**What to do:**
[1] According to the passage on Launchpad spam handling, how should spam currently be reported?
[2] Rewrite the paragraph beginning "In the past these have included" from the passage on Launchpad spam handling as a bulleted list, keeping its main facts.
[3] Carry the passage on Launchpad spam handling forward from its final line.

Spam of various sorts can be handled by Launchpad administrators and the community help rotation role that Launchpad developers participate in. However end users have to report these spam objects over IRC or email. This makes it awkward for new users or users unaware of the process to actually address the spam, and can even lead to more spam where folk reply to the conversation in a bug / list etc saying that the previous message is spam: if the previous message is quoted this can perpetuate the spammers link / message.

In the past these have included: spam projects (bug 151504, e.g. bug 32990), dummy branches (bug 177980), spam bug reports (e.g. bug 69942), incoherent/disruptive bug comments (bug 220535), spam bug attachments, offensive translations (e.g. bug 153962), and off-topic answers to questions (bug 85358). Future examples might include malware PPA packages, defamatory text, or copyright or trademark violations.

Current status
==============

Spam should be reported by opening a ticket on https://answers.launchpad.net/launchpad.

Proposed solution
=================

Allow unprivileged users to flag that they consider a given object to be spam / abusive content.

Provide folk responsible for handling spam/abusive content a work queue where they can review flagged objects and decide:
 - definitely not spam (takes it out of the queue forever)

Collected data
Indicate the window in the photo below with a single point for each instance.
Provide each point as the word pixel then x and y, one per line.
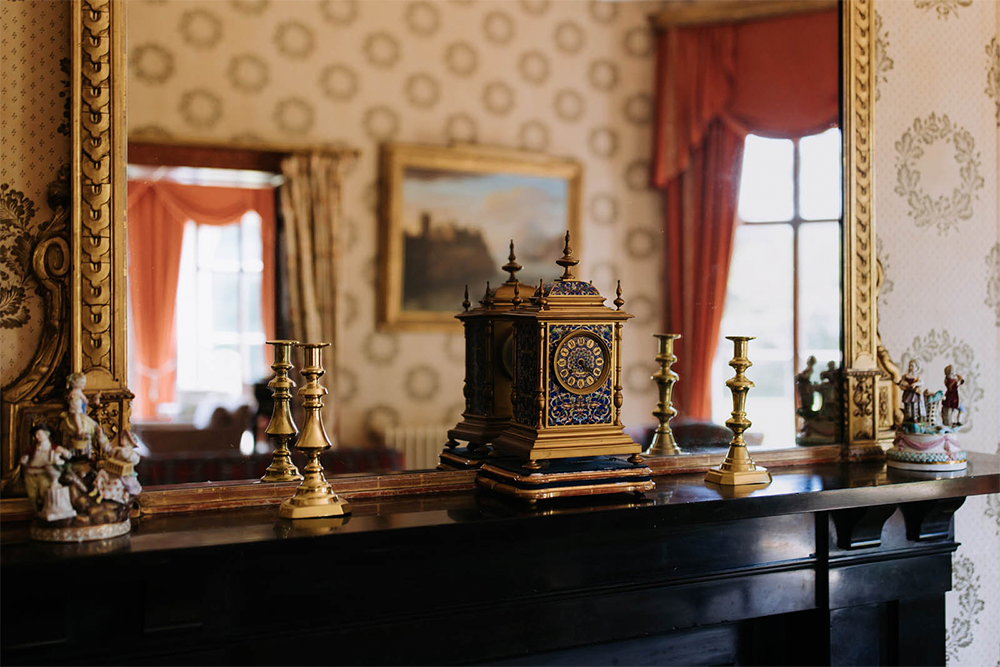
pixel 218 337
pixel 220 329
pixel 784 278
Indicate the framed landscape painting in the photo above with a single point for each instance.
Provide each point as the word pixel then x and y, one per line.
pixel 448 215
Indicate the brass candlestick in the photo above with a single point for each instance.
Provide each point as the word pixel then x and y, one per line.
pixel 663 438
pixel 281 429
pixel 739 468
pixel 314 497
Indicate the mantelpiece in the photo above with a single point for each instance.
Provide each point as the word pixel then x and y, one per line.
pixel 830 564
pixel 81 264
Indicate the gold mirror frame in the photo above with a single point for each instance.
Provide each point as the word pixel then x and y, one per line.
pixel 81 266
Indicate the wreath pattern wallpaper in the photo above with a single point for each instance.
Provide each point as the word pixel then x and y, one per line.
pixel 571 82
pixel 936 178
pixel 572 79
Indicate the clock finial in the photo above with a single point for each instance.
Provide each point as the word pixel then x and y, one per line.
pixel 567 261
pixel 511 266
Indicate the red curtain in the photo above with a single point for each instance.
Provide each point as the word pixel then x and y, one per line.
pixel 715 84
pixel 157 212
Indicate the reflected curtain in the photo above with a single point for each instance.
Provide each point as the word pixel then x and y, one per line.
pixel 715 84
pixel 309 199
pixel 157 212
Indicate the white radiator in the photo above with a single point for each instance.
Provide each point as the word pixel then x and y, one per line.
pixel 419 445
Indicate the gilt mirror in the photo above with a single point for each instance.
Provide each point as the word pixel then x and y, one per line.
pixel 226 104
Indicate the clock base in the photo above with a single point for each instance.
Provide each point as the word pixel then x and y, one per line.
pixel 565 478
pixel 463 458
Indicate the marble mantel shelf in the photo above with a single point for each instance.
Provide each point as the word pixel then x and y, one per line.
pixel 831 564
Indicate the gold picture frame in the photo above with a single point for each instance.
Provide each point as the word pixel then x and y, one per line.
pixel 80 266
pixel 403 168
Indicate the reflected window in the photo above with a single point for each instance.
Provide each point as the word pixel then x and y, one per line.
pixel 220 329
pixel 784 278
pixel 201 293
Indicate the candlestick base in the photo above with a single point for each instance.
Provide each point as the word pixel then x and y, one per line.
pixel 737 469
pixel 663 444
pixel 281 469
pixel 313 506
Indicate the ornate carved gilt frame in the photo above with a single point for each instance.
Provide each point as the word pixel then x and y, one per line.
pixel 81 266
pixel 459 157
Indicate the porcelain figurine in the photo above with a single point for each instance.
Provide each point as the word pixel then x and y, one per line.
pixel 913 404
pixel 117 480
pixel 78 426
pixel 804 385
pixel 42 464
pixel 80 492
pixel 818 425
pixel 927 440
pixel 952 409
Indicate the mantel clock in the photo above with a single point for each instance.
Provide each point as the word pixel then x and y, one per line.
pixel 565 432
pixel 488 371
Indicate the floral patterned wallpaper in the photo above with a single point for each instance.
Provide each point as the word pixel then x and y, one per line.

**Answers to each task:**
[1] By opening a ticket on https://answers.launchpad.net/launchpad.

[2]
Past cases:
- Spam projects (bug 151504, e.g. bug 32990)
- Dummy branches (bug 177980)
- Spam bug reports (e.g. bug 69942)
- Incoherent or disruptive bug comments (bug 220535)
- Spam bug attachments
- Offensive translations (e.g. bug 153962)
- Off-topic answers to questions (bug 85358)

Possible future cases:
- Malware PPA packages
- Defamatory text
- Copyright or trademark violations

[3]
 - spam (hide or even delete the object)
 - link to other objects updated or created by the same account (bug 520413)
 - suspend the account if appropriate (bug 122170)

Revision history for this message
Brad Bollenbach (bradb) wrote :

Thank you for your bug report.

You mention projects, but exactly what kind of spam are you referring to?

Bogus projects? Products? Bug comments? Support tickets?

Changed in launchpad:
status: Unconfirmed → Needs Info
Revision history for this message
Omnifarious (omnifarious) wrote :

I refer you to bug #32990

If that project could've been added then any random project could. I suppose a bug report could be filed each and every time someone notices a project like that, but IMHO, the process path for handling spam should be a lot shorter and speedier.

Changed in launchpad:
status: Needs Info → Confirmed
Revision history for this message
Matthew Paul Thomas (mpt) wrote : Re: Launchpad needs a way of easily flagging spam

Another example: bug 69942.

Revision history for this message
Luca Falavigna (dktrkranz) wrote :

See also bug #85358.

description: updated
Revision history for this message
Stuart Colville (muffinresearch) wrote :

Yep I'm having the same problem: https://answers.launchpad.net/bzr/+question/7363

description: updated
Revision history for this message
Sitsofe Wheeler (sitsofe) wrote :

(For other who come across this bug report)

At the time of writing (27 September 2007) the current protocol for dealing with spam comments is to create a new question on https://answers.launchpad.net/ with [spamreport] somewhere in the subject and to include a link to the spammy comment so that an administrator can review it.

Revision history for this message
Sitsofe Wheeler (sitsofe) wrote :

(a better link for the above is https://answers.launchpad.net/malone )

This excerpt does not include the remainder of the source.